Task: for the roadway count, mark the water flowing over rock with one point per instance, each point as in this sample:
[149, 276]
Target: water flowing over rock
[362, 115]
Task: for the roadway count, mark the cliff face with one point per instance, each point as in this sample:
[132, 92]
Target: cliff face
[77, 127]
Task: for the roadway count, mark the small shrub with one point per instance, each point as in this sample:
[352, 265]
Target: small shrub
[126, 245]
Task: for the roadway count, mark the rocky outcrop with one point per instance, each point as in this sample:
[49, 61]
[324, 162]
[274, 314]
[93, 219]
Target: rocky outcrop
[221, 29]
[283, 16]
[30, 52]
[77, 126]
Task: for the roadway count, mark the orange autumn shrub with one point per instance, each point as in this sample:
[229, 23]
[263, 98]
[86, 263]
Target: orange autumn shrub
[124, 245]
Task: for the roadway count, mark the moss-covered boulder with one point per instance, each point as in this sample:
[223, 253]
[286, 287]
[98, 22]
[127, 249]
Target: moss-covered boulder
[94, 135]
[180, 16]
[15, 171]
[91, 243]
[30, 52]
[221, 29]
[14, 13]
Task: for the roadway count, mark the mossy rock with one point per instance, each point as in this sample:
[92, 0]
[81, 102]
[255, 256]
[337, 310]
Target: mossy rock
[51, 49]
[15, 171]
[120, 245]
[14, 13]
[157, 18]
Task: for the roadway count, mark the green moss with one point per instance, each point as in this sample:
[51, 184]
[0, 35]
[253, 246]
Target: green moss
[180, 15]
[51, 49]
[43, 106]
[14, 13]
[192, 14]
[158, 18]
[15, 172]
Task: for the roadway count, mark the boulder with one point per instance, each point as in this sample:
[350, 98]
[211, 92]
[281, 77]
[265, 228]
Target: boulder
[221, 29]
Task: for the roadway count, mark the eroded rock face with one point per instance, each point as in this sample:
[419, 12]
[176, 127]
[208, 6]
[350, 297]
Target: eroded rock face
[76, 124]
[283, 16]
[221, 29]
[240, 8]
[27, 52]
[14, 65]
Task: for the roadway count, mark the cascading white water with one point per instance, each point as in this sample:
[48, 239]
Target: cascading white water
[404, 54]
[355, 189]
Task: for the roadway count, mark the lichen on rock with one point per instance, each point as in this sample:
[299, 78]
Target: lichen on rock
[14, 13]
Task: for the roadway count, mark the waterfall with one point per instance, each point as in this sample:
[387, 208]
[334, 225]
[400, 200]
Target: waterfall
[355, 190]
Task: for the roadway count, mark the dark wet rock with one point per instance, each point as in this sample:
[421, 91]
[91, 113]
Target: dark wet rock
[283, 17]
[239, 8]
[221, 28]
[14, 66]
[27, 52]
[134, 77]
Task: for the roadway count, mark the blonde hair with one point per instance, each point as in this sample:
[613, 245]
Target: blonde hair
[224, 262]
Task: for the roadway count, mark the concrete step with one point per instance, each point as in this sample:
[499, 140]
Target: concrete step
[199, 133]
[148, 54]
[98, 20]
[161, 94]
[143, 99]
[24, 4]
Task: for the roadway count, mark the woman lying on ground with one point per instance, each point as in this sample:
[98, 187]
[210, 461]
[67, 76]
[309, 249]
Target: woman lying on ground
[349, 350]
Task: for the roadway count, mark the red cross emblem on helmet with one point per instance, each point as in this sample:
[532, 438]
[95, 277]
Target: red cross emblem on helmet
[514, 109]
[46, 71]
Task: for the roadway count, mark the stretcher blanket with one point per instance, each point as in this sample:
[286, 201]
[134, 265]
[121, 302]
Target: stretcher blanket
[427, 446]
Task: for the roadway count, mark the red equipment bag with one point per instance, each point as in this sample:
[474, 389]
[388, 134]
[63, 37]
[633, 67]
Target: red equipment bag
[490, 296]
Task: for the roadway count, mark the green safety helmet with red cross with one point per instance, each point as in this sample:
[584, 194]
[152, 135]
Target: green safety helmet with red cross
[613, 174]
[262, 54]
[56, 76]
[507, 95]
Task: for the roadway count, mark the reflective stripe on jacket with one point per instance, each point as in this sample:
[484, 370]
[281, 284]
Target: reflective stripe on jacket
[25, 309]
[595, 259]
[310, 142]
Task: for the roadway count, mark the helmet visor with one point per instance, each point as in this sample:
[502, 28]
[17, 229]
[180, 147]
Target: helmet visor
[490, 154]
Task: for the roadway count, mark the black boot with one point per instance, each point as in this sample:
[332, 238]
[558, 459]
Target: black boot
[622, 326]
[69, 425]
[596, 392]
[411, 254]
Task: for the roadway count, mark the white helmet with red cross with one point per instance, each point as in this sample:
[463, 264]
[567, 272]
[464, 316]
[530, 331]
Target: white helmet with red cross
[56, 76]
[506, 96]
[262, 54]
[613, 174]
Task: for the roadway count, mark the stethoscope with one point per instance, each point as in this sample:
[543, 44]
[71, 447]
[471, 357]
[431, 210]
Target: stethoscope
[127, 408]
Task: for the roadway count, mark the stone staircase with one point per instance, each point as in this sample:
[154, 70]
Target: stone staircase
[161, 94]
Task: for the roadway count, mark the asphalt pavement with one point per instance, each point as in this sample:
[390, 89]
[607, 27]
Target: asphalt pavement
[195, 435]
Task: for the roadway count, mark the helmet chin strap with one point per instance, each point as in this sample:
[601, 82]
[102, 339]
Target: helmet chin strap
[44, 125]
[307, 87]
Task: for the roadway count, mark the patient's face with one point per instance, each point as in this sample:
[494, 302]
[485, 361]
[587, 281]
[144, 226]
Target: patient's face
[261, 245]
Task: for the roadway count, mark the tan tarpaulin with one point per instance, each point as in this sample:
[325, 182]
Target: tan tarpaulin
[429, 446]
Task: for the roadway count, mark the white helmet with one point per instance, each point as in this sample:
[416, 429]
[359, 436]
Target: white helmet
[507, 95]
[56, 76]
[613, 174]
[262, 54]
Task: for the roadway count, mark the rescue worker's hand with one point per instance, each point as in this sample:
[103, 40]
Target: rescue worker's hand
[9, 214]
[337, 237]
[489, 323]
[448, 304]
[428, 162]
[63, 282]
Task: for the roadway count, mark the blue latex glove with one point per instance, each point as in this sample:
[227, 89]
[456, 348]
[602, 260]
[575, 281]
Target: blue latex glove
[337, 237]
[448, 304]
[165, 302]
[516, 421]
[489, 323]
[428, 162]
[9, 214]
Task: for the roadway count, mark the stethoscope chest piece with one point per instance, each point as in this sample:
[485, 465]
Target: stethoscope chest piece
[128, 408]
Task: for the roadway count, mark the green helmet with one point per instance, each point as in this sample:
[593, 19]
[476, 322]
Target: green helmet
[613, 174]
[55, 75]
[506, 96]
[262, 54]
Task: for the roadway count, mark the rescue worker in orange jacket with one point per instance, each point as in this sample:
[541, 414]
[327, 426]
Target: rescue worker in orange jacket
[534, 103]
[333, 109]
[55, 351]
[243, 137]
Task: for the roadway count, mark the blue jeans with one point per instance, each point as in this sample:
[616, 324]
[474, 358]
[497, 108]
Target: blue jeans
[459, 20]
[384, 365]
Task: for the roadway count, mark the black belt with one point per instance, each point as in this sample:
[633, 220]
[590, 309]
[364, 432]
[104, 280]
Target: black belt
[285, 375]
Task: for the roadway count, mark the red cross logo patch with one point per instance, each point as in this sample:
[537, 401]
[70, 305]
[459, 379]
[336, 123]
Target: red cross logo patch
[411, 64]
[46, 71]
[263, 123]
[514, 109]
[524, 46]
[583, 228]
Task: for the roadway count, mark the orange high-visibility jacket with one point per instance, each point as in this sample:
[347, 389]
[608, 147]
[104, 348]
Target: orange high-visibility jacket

** Goal **
Every entry must be retyped in full, exactly as given.

** Exercise result **
Task: for the roadway count, mark the water flowing over rock with one point per instance, each point as in this sample:
[149, 276]
Target: water flowing over rock
[362, 115]
Task: for the roadway count, mark the cliff face with one point per instance, each point as in this sample:
[132, 92]
Target: cliff face
[77, 127]
Task: for the roadway count, mark the small shrub with one point per instance, each point as in this sample:
[352, 265]
Target: small shrub
[126, 245]
Task: for the roadway count, mark the rocky outcrop with one point per instance, each point as in this sample:
[49, 61]
[324, 162]
[274, 314]
[93, 219]
Target: rocky outcrop
[221, 29]
[283, 16]
[30, 52]
[77, 126]
Task: for the roadway count, mark the orange autumn shrub with one point per instance, each point as in this sample:
[229, 23]
[263, 98]
[86, 263]
Target: orange autumn shrub
[124, 245]
Task: for the roadway count, mark the moss-covered boulder with one point per instance, each point as in this sample:
[223, 253]
[286, 287]
[98, 22]
[127, 249]
Target: moss-covered boulder
[94, 135]
[180, 16]
[15, 171]
[91, 243]
[30, 52]
[221, 29]
[14, 13]
Task: for the roadway count, mark the mossy rock with one point per instance, each point as in this sample:
[92, 0]
[81, 102]
[255, 256]
[337, 310]
Target: mossy rock
[51, 49]
[15, 171]
[120, 245]
[14, 13]
[157, 18]
Task: for the roadway count, mark the green moss with one point per instance, each point as in this sample:
[51, 184]
[0, 35]
[253, 246]
Target: green moss
[180, 15]
[51, 49]
[43, 106]
[14, 13]
[192, 14]
[158, 18]
[15, 172]
Task: for the roadway count, mark the boulder with one point per instance, each point as in this sample:
[350, 98]
[211, 92]
[281, 77]
[265, 228]
Target: boulder
[221, 29]
Task: for the roadway count, mark the eroded rock face with one point per instance, each point as in this sample:
[419, 12]
[176, 127]
[208, 6]
[350, 297]
Target: eroded rock face
[76, 124]
[283, 16]
[221, 29]
[240, 8]
[27, 52]
[14, 65]
Task: for the roadway count, mark the cascading white water with one point per instance, each point as in this sample:
[48, 239]
Target: cascading white water
[404, 54]
[355, 189]
Task: for the roadway count, mark the lichen on rock with one point per instance, each point as in this sample:
[299, 78]
Target: lichen on rock
[14, 13]
Task: for the roadway count, mark the waterfall with one point per instance, each point as in this sample:
[387, 208]
[334, 225]
[400, 200]
Target: waterfall
[355, 190]
Task: for the roadway count, mark the dark wet rock with one point per instance, each point as in this sample:
[421, 91]
[91, 113]
Target: dark wet rock
[283, 17]
[239, 8]
[221, 28]
[14, 66]
[27, 52]
[134, 77]
Task: for the roadway count, mark the blonde hair with one point per instance, each point as in this sample:
[613, 245]
Target: blonde hair
[224, 262]
Task: for the roadway count, mark the concrete step with one point per instance, each point as in this sample:
[499, 140]
Target: concrete step
[199, 133]
[148, 54]
[98, 20]
[161, 94]
[143, 99]
[24, 4]
Task: for the roadway count, mark the woman lying on ground with one point per instance, each point as in this sample:
[98, 187]
[210, 461]
[67, 76]
[309, 249]
Target: woman lying on ground
[349, 350]
Task: for the roadway count, mark the red cross emblem on helmet with one point per instance, each point as in this sample:
[532, 438]
[95, 277]
Target: red cross emblem on helmet
[514, 109]
[46, 71]
Task: for the roadway count, mark the stretcher blanket with one point per instance, each point as in this sample:
[286, 201]
[134, 265]
[121, 302]
Target: stretcher blanket
[427, 446]
Task: for the roadway count, mark the red equipment bag with one point per instance, each point as in this sample:
[474, 389]
[388, 134]
[63, 37]
[633, 67]
Target: red equipment bag
[490, 296]
Task: for the roadway count, mark the green safety helmet with red cross with one point per instance, each point as in this sample:
[584, 194]
[152, 135]
Target: green safety helmet with red cross
[613, 174]
[262, 54]
[56, 76]
[507, 95]
Task: for the roadway count, mark the reflective stripe on jacket with one point per instance, each point as in this sample:
[484, 370]
[281, 284]
Target: reflective stripe on jacket
[25, 309]
[595, 259]
[310, 142]
Task: for the roadway count, mark the helmet visor with one point per instance, each point as in this sample:
[502, 28]
[17, 229]
[180, 147]
Target: helmet visor
[490, 154]
Task: for the roadway count, mark the black boot with one point per instance, each point as in this sample:
[332, 238]
[558, 459]
Target: black boot
[622, 326]
[69, 425]
[596, 392]
[411, 254]
Task: for the roadway count, mark the white helmet with red cross with one point per instance, each point as in this sample:
[463, 264]
[567, 272]
[464, 316]
[530, 331]
Target: white helmet with red cross
[56, 76]
[506, 96]
[262, 54]
[613, 174]
Task: for the roadway count, mark the stethoscope with one point per instance, each point as in this sample:
[543, 44]
[71, 447]
[471, 357]
[431, 210]
Target: stethoscope
[127, 408]
Task: for the roadway count, mark the stone staircase with one point per instance, each point as in this sample:
[154, 70]
Target: stone staircase
[161, 94]
Task: for the roadway count, mark the asphalt pavement with one point per instance, each point as in this sample:
[390, 89]
[607, 27]
Target: asphalt pavement
[195, 435]
Task: for the roadway count, mark the helmet chin strap with one point per instance, each point as in this sample:
[601, 82]
[102, 339]
Target: helmet chin strap
[44, 125]
[307, 87]
Task: for the roadway count, mark the patient's face with one point per instance, each point as in this sample:
[494, 302]
[485, 361]
[587, 281]
[144, 226]
Target: patient's face
[261, 245]
Task: for the roadway count, mark the tan tarpaulin with one point per instance, each point as in this sample:
[325, 182]
Target: tan tarpaulin
[429, 446]
Task: for the roadway count, mark the white helmet with one point per instance, each point as in this sample:
[416, 429]
[359, 436]
Target: white helmet
[507, 95]
[56, 76]
[613, 174]
[262, 54]
Task: for the roadway count, mark the rescue worker's hand with one point per instance, each point as in this sample:
[103, 40]
Target: rescue worker's hand
[9, 214]
[337, 237]
[489, 323]
[448, 304]
[428, 162]
[63, 282]
Task: for the roadway count, mark the blue latex glove with one point per instance, each point as in this sample:
[227, 89]
[456, 348]
[602, 260]
[575, 281]
Target: blue latex glove
[337, 237]
[448, 304]
[165, 302]
[516, 421]
[489, 323]
[428, 162]
[9, 214]
Task: for the roadway count, mark the stethoscope chest piece with one point per instance, each point as in this sample:
[485, 465]
Target: stethoscope chest piece
[128, 408]
Task: for the roadway count, mark the green helmet with one point per instance, each point as in this sample:
[593, 19]
[476, 322]
Target: green helmet
[613, 174]
[55, 75]
[506, 96]
[262, 54]
Task: for the roadway count, mark the rescue worker in orange jacket with one point per instance, each point as in this sample:
[541, 414]
[327, 426]
Target: rescue worker in orange jacket
[534, 103]
[333, 109]
[55, 351]
[243, 137]
Task: for the roadway count, mark the blue jeans with one point per instance, each point as in this sample:
[616, 324]
[474, 358]
[497, 108]
Target: blue jeans
[459, 20]
[384, 365]
Task: for the roadway count, mark the black belt with one point per instance, each point as in this sample:
[633, 220]
[590, 309]
[364, 432]
[104, 280]
Target: black belt
[285, 375]
Task: for the roadway count, mark the red cross logo patch with one point per instance, each point as in this sample:
[537, 401]
[70, 305]
[459, 379]
[336, 123]
Target: red cross logo patch
[411, 64]
[46, 71]
[263, 123]
[514, 109]
[524, 46]
[583, 228]
Task: for the roadway count, mark the orange high-visibility jacket with one point per instance, each point as in this sample:
[347, 389]
[608, 147]
[104, 348]
Target: orange high-visibility jacket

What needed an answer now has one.